Chairwoman of the Justice for all Women & Children group Laura Angela Collins, from London, received the first award for "intersectionality", due to her campaign for institutional redress.

Her mother was a survivor of an industrial school and St Vincent’s Magdalene laundry in Cork, where she was resident for 16 years, while her grandmother Angelina was confined there for 27 years and is buried in a mass grave with 72 other women.

On receiving the award, she said: “I personally feel this is for all the women in my family who walked before me, who were targeted – and told they couldn’t be proud of who they were – when we should all be allowed to be.”

Community award

Minnie Connors won the community award for organising the first Traveller-led group in Wexford. Last July she lost her younger sister Alice to suicide, the ninth suicide in the family.

She formed the Wexford Traveller Mental Health Group, now known as the Wexford Traveller Development Group, with the primary aim of focusing on the mental health of Travellers. "This award means that my sister Alice didn't die for nothing," she said.

● Information supplied
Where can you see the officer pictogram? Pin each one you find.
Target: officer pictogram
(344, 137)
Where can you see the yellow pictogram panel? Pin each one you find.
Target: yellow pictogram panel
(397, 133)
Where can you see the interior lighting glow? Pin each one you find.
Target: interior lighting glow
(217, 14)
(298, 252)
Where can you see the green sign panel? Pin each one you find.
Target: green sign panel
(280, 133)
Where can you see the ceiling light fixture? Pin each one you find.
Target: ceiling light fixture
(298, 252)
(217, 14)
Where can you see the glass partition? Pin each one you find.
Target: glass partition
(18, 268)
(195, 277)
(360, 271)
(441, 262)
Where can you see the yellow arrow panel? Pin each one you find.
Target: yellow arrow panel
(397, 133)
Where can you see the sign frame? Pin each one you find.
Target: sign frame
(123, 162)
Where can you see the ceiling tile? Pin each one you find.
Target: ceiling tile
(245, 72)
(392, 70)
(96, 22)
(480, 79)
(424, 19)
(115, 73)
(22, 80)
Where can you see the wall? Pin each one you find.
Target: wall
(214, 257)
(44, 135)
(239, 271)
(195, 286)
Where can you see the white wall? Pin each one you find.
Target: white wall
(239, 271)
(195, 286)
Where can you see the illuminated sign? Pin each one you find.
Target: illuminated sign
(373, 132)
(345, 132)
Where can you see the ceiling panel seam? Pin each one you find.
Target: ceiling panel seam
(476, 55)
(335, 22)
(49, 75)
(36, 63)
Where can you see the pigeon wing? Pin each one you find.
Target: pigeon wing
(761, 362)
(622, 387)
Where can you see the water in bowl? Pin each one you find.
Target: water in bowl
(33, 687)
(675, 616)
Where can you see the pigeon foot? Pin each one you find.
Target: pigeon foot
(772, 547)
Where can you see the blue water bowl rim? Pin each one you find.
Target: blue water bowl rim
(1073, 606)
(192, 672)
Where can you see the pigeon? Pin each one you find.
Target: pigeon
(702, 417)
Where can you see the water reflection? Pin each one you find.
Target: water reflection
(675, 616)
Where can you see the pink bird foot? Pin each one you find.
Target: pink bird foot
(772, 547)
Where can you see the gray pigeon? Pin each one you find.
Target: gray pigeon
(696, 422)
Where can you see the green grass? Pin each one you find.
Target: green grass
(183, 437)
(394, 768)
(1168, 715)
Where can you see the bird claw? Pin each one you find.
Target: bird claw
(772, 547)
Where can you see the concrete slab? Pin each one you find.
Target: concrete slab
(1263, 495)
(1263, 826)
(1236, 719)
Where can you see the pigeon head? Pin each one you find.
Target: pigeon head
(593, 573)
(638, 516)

● Tasks and exercises
• 1. Quote the passage of the awards article word for word, beginning at the words "Chairwoman of the" and stopping after the words "72 other women.".
• 2. Answer these questions using the awards article:
(a) For how many years was Laura Angela Collins's mother resident at St Vincent's Magdalene laundry in Cork?
(b) How many other women are buried in the mass grave with her grandmother Angelina?
(c) By what name is the Wexford Traveller Mental Health Group now known?
• 3. Carry on writing the awards article from the point where it stops.

● Responses to the exercise
• 1.
Chairwoman of the Justice for all Women & Children group Laura Angela Collins, from London, received the first award for "intersectionality", due to her campaign for institutional redress.

Her mother was a survivor of an industrial school and St Vincent’s Magdalene laundry in Cork, where she was resident for 16 years, while her grandmother Angelina was confined there for 27 years and is buried in a mass grave with 72 other women.

• 2.
(a) 16 years
(b) 72
(c) The Wexford Traveller Development Group

• 3.
Oein De Bhairduin from Galway, who works in the Oireachtas office of Independent Senator Colette Kelleher, won the enterprise and employment award while the sport award went to 16-year-old boxer Thomas McDonnell from Dublin.

Nikita Maughan (16) from Ballinrobe, Co Mayo won the youth award for her contribution to setting up a Traveller girls' group in the town and Maynooth University graduate Kathleen Lawrence from Dublin won the education award, as she begins a Masters in Human Rights at UCD. In 2017 she became the first Traveller to secure a place on the Washington Ireland Programme.

The Traveller Pride Awards are co-ordinated by the Irish Traveller Movement and jointly supported by eight Traveller organisations; Pavee Point, the National Traveller Women's Forum, Minceirs Whiden, Involve, Exchange House, the Parish of the Travelling People, National Traveller MABS, and Exchange House.

Among those presenting the awards were Ceann Comhairle of the Dáil Seán Ó Fearghaíl, Minister for State at the Department of Justice and Equality David Stanton, singer Mary Black, and historian Catherine Corless.

Mr Ó Fearghaíl told the gathering than an Oireachtas committee report on Traveller issues due to be completed later this year would “not be allowed to stay on its shelf”.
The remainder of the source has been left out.